=== Begin Enclosure ===

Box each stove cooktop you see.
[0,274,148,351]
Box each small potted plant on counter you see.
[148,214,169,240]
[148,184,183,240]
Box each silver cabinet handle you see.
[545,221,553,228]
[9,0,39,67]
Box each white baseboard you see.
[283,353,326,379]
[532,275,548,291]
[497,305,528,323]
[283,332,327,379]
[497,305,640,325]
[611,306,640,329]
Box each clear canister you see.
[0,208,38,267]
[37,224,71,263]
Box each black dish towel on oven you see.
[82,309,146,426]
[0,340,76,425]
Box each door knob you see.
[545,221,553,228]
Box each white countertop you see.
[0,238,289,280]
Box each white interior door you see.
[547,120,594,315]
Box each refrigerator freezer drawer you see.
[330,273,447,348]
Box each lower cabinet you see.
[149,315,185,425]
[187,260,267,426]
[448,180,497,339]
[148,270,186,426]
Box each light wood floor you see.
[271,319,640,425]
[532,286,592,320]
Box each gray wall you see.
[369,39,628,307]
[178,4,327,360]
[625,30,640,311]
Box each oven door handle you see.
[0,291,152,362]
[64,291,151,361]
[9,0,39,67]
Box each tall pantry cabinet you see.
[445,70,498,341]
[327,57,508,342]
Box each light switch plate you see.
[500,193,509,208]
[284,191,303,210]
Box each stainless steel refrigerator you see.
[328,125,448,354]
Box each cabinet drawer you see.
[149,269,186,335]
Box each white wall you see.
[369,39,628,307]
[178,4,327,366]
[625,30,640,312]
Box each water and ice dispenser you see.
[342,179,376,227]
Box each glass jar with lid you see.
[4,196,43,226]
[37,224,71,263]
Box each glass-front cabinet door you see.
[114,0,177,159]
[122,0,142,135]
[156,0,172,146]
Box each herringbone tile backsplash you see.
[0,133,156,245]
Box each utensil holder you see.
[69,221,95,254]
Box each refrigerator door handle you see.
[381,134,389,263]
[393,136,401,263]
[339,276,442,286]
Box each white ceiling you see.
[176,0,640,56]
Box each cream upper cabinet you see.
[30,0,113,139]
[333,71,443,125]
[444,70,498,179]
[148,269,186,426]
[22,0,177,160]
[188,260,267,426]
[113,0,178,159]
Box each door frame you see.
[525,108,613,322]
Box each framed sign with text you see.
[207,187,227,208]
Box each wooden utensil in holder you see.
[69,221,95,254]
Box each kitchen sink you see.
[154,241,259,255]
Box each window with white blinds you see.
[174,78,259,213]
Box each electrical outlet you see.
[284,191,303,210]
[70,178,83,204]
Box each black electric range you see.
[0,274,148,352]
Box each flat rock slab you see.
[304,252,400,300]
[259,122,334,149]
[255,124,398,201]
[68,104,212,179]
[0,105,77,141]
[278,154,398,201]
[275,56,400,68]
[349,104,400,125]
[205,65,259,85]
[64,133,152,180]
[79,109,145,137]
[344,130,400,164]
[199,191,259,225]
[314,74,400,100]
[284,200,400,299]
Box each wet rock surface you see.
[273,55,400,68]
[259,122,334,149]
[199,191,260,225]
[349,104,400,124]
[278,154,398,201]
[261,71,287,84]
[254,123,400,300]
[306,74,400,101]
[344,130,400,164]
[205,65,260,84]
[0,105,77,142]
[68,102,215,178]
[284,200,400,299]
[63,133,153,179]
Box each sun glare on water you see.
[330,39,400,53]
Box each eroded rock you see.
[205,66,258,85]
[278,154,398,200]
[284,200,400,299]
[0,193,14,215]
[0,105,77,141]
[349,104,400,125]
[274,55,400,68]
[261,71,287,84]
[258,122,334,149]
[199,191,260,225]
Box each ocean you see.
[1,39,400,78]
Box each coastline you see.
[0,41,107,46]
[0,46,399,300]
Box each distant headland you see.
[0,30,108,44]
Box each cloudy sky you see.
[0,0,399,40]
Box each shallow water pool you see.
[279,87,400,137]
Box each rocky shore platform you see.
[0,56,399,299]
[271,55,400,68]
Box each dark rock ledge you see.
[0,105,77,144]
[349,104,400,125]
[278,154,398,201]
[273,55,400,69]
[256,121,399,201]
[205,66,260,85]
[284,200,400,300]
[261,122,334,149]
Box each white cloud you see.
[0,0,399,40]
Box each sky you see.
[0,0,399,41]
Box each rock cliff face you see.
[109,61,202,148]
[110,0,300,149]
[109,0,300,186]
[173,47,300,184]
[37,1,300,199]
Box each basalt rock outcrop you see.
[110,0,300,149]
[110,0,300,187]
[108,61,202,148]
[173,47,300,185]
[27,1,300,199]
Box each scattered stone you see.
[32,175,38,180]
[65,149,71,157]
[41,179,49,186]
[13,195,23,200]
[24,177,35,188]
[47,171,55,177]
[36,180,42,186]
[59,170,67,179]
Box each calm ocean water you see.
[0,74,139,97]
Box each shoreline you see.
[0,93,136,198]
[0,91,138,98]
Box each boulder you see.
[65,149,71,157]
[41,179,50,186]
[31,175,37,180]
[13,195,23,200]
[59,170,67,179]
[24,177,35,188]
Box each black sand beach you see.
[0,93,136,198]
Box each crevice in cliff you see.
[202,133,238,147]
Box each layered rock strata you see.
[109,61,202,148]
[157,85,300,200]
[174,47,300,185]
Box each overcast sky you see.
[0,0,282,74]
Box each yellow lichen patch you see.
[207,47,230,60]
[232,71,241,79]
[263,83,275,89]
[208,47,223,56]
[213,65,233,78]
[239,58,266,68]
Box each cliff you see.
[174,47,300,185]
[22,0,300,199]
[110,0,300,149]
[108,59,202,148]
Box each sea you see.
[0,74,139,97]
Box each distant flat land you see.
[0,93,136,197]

=== End Enclosure ===

Action item:
Reproduce the whole listing so that each line matches the original exactly.

Answer box:
Box each stove cooktop you see.
[0,274,148,351]
Box each small potted plant on counter you see.
[148,214,169,240]
[148,184,183,240]
Box each silver cabinet handle you see.
[545,221,553,228]
[9,0,39,67]
Box each white baseboard you see.
[283,353,326,379]
[532,275,548,291]
[497,305,528,323]
[283,332,327,379]
[497,305,640,325]
[611,306,640,329]
Box each clear canister you see.
[0,208,38,267]
[37,224,71,263]
Box each black dish towel on oven you see.
[82,309,146,426]
[0,340,76,425]
Box each door knob you see.
[545,221,553,228]
Box each white countertop you see.
[0,238,289,280]
Box each white interior door you see.
[547,120,594,315]
Box each refrigerator freezer drawer you see.
[330,273,447,348]
Box each lower cabinet you see.
[149,315,185,425]
[187,260,267,426]
[448,180,497,339]
[148,270,186,426]
Box each light wood floor you see.
[271,319,640,425]
[532,286,592,320]
Box each gray wall you see.
[369,39,628,307]
[178,4,327,360]
[625,30,640,311]
Box each oven door handle you see.
[0,291,152,362]
[64,291,151,361]
[9,0,39,67]
Box each tall pantry cabinet you see.
[445,70,498,341]
[327,57,508,342]
Box each light switch plate you see.
[500,193,509,208]
[284,191,303,210]
Box each stainless steel refrigerator you see.
[328,125,448,354]
Box each cabinet drawer you see.
[149,269,186,335]
Box each white wall you see.
[369,39,628,307]
[178,4,327,366]
[625,30,640,312]
Box each water and ice dispenser you see.
[342,179,376,227]
Box each glass jar with lid you see.
[4,196,43,226]
[37,224,71,263]
Box each glass-front cabinet door you see.
[114,0,177,159]
[122,0,142,135]
[156,0,172,146]
Box each herringbone tile backsplash you see.
[0,133,156,245]
Box each utensil holder you see.
[69,221,95,254]
Box each refrigerator door handle you see.
[381,134,389,263]
[393,136,401,263]
[339,276,442,286]
Box each white ceiling you see.
[176,0,640,56]
Box each cream upper cabinet you see.
[30,0,113,139]
[333,71,443,125]
[444,70,498,179]
[148,269,186,426]
[22,0,177,160]
[188,260,267,426]
[113,0,178,159]
Box each door frame you see.
[525,108,613,322]
Box each framed sign with text you see.
[207,187,227,208]
Box each wooden utensil in holder you see.
[69,221,95,254]
Box each kitchen sink you see.
[154,241,259,255]
Box each window with white blinds you see.
[174,78,259,213]
Box each electrical outlet you see.
[284,191,303,210]
[70,178,83,204]
Box each black electric range you see.
[0,274,148,352]
Box each flat rock slab you see.
[304,252,400,300]
[259,122,334,149]
[255,124,398,201]
[68,104,212,179]
[0,105,77,141]
[278,154,398,201]
[275,56,400,68]
[349,104,400,125]
[205,65,259,85]
[64,133,152,180]
[79,109,145,137]
[344,130,400,164]
[199,191,259,225]
[314,74,400,100]
[284,200,400,299]
Box each wet rock surface you see.
[273,55,400,68]
[259,122,334,149]
[199,191,260,225]
[349,104,400,124]
[278,154,398,201]
[261,71,287,84]
[254,123,400,300]
[306,74,400,101]
[344,130,400,164]
[205,65,260,84]
[0,105,77,142]
[68,102,215,178]
[284,200,400,299]
[63,133,153,179]
Box each sun glare on water you see.
[330,39,400,53]
Box each eroded rock you see.
[205,66,258,85]
[278,154,398,200]
[284,200,400,299]
[0,193,14,215]
[0,105,77,141]
[349,104,400,125]
[274,55,400,68]
[261,71,287,84]
[258,122,334,149]
[199,191,260,225]
Box each ocean you see.
[1,39,400,78]
Box each coastline you see.
[0,41,107,46]
[0,46,399,300]
Box each distant headland you see.
[0,30,108,44]
Box each cloudy sky you see.
[0,0,399,40]
Box each shallow water pool you see.
[279,87,400,137]
Box each rocky shore platform you see.
[0,56,399,299]
[271,55,400,68]
Box each dark rock ledge you see.
[0,105,77,144]
[349,104,400,125]
[278,154,398,201]
[273,55,400,69]
[256,121,399,201]
[205,66,260,85]
[284,200,400,300]
[261,122,334,149]
Box each white cloud you see.
[0,0,399,40]
Box each sky you see.
[0,0,399,41]
Box each rock cliff face you see.
[109,61,202,148]
[110,0,300,149]
[109,0,300,186]
[173,47,300,184]
[37,1,300,199]
Box each basalt rock outcrop you see.
[110,0,300,149]
[110,0,300,187]
[108,61,202,148]
[173,47,300,185]
[27,1,300,199]
Box each scattered stone you see.
[32,175,38,180]
[65,149,71,157]
[41,179,49,186]
[13,195,23,200]
[24,177,35,188]
[47,171,55,177]
[36,180,42,186]
[59,170,67,179]
Box each calm ocean water you see.
[0,74,139,97]
Box each shoreline you see.
[0,93,136,198]
[0,91,138,98]
Box each boulder you see.
[65,149,71,157]
[41,179,50,186]
[31,175,37,180]
[13,195,23,200]
[59,170,67,179]
[24,177,35,188]
Box each black sand beach you see.
[0,93,136,198]
Box each crevice in cliff you see.
[202,133,238,147]
Box each layered rock strata you see.
[109,61,202,148]
[157,85,300,200]
[174,47,300,185]
Box each overcast sky you see.
[0,0,282,74]
Box each yellow lichen patch you see.
[207,47,230,60]
[232,71,241,79]
[263,83,275,89]
[208,47,223,56]
[213,65,233,78]
[239,58,266,68]
Box each cliff you see.
[174,47,300,185]
[22,0,300,199]
[110,0,300,149]
[108,59,202,148]
Box each sea you see.
[0,74,139,97]
Box each distant flat land you see.
[0,93,136,197]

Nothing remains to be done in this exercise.